In the records below, find the line containing "Would you mind marking the bookshelf"; copy exactly that line and all lines after it to the end, and nothing else.

(A block of data)
───
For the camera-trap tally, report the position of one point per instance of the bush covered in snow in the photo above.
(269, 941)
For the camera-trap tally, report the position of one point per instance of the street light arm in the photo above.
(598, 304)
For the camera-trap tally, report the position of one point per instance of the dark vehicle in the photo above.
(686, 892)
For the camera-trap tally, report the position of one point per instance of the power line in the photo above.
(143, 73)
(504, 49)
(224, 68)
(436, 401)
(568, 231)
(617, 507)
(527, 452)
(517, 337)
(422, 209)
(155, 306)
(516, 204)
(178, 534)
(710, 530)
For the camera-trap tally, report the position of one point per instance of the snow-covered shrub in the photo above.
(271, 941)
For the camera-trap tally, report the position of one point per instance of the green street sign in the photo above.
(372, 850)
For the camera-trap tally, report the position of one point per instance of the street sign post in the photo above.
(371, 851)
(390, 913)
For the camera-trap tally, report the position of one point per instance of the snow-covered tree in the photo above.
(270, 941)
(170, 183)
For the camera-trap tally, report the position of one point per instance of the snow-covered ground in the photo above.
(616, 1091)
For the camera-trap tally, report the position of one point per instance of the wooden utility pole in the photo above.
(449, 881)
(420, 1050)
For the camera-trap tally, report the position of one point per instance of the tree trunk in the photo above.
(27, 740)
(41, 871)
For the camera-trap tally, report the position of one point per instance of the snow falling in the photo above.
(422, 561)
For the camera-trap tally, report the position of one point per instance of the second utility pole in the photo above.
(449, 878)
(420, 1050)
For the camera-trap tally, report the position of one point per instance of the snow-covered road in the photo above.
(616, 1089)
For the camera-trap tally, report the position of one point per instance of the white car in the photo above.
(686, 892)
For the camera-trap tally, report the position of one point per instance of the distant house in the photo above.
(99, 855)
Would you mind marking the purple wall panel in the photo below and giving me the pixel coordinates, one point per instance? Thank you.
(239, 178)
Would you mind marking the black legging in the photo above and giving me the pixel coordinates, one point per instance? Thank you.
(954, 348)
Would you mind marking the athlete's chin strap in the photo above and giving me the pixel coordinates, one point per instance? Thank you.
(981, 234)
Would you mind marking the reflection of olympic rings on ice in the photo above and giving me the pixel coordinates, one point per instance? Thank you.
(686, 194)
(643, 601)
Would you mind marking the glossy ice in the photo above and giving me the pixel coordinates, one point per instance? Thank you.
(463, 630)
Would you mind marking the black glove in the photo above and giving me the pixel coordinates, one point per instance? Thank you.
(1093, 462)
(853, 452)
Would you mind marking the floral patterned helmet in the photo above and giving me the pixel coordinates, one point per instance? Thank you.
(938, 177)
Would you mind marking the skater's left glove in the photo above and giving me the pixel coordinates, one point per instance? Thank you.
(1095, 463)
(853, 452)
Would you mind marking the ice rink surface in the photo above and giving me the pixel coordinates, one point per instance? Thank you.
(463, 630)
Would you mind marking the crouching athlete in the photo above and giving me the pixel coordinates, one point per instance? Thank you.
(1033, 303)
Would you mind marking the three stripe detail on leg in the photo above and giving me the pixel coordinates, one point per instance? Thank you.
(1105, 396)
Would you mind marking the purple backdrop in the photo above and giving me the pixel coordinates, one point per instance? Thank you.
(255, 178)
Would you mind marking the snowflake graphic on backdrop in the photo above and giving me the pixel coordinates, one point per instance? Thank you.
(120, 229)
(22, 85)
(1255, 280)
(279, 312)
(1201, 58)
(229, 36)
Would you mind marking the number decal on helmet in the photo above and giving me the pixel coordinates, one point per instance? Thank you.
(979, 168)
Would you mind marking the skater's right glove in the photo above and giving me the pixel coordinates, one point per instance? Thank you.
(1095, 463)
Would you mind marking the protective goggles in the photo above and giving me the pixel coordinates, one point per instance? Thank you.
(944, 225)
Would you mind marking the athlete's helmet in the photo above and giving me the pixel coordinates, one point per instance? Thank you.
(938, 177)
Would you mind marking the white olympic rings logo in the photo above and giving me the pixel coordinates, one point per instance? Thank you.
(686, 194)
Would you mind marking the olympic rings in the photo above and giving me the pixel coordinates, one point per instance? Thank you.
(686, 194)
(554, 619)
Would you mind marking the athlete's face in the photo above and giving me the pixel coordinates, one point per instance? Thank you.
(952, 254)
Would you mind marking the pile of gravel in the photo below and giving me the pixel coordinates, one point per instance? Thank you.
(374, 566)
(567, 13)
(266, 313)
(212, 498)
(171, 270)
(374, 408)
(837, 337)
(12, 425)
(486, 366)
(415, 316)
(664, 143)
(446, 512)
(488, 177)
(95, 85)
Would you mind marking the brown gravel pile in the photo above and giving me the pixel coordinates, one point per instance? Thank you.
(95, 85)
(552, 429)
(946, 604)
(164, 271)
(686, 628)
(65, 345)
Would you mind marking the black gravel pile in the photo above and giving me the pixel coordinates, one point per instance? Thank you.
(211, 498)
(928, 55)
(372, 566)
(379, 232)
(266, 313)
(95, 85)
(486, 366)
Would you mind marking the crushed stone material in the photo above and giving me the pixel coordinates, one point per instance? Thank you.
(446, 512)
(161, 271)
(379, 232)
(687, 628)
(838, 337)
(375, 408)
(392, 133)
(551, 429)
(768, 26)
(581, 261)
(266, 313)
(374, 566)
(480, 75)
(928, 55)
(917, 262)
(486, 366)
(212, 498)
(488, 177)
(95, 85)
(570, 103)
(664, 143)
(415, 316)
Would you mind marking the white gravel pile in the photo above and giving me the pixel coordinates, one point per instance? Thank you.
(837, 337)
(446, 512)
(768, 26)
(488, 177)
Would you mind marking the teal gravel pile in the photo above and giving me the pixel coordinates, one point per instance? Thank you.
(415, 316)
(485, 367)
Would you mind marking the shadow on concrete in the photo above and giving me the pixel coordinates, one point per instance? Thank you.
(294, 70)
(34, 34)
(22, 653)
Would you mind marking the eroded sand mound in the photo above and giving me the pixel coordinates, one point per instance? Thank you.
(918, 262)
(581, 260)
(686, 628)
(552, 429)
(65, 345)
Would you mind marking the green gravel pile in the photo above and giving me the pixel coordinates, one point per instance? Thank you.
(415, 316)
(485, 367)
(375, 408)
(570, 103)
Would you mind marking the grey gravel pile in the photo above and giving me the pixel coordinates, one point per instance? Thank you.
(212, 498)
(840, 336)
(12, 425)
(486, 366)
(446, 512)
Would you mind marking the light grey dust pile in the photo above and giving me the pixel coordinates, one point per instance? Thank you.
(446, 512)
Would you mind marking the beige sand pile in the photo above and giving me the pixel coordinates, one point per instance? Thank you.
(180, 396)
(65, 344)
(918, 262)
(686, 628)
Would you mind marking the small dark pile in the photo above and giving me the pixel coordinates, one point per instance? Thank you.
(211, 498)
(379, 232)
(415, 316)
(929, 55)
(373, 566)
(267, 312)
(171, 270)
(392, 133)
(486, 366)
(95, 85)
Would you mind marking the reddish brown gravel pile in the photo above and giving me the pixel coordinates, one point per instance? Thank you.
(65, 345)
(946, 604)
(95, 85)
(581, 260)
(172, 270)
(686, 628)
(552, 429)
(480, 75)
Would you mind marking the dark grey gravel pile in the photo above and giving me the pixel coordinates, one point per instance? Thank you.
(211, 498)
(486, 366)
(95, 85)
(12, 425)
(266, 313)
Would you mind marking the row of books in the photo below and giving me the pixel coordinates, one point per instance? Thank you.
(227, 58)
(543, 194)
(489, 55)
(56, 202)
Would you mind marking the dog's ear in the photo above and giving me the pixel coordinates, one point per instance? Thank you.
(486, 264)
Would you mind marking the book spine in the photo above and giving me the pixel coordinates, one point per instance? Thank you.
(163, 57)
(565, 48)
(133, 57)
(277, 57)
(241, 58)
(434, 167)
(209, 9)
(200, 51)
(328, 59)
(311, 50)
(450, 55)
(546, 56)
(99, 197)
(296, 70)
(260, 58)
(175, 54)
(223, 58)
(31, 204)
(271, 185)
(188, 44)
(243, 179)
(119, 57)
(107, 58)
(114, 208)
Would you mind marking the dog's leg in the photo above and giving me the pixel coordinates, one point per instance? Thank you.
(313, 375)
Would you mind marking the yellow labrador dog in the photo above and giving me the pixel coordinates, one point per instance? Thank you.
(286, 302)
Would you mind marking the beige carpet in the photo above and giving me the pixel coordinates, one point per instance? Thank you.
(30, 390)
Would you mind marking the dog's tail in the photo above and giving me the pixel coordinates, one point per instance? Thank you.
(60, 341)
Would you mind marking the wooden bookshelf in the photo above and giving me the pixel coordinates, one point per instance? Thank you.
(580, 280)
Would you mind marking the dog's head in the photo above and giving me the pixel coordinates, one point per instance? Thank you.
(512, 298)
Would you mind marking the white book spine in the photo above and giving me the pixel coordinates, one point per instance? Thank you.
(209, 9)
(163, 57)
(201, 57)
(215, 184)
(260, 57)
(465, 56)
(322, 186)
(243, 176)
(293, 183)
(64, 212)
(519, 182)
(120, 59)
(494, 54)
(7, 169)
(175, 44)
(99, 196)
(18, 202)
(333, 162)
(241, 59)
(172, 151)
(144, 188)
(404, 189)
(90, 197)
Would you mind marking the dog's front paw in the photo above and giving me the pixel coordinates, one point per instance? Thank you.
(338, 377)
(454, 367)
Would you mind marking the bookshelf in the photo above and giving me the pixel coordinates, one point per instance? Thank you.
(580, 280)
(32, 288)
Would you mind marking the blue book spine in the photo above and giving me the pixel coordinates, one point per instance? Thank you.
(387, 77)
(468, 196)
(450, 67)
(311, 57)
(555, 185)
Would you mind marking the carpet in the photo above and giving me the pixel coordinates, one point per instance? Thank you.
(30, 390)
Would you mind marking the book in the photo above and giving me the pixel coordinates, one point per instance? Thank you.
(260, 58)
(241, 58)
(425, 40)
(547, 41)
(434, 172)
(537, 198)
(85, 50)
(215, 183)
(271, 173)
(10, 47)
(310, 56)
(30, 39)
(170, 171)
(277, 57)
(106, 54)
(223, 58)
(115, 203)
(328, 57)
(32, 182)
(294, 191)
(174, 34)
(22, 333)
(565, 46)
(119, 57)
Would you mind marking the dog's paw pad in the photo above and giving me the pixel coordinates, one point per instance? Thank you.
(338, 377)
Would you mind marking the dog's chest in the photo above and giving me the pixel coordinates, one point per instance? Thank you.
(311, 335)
───
OUTPUT FOR THIS TASK:
Would you mind marking the bookshelf in the photo above and giving me the pixel coordinates, one point per instance? Thank you.
(580, 280)
(32, 288)
Would you mind marking the blue book spine in the photo above and giving me the pixel coordinates, one point per instance? Thank you.
(387, 77)
(468, 196)
(450, 67)
(311, 57)
(555, 185)
Would you mind marking the carpet in the photo above and giving me the pixel coordinates, one point per instance? Thank you.
(30, 390)
Would you mind marking the book in the photo above and giving me the pixel coordinates, one point per instance? Thank you.
(260, 58)
(241, 58)
(425, 40)
(547, 41)
(434, 172)
(537, 198)
(85, 50)
(215, 183)
(271, 173)
(10, 47)
(310, 56)
(30, 39)
(170, 171)
(277, 57)
(106, 54)
(223, 58)
(115, 203)
(328, 57)
(32, 182)
(294, 191)
(174, 34)
(22, 333)
(565, 46)
(119, 57)
Would you mind marking the dog's paw pad in the photo above and giving me the pixel coordinates, one point per instance? Thank you.
(338, 377)
Would you mind marking the dog's chest in the photo above and giving me the pixel coordinates, one point per instance? Thank you.
(311, 335)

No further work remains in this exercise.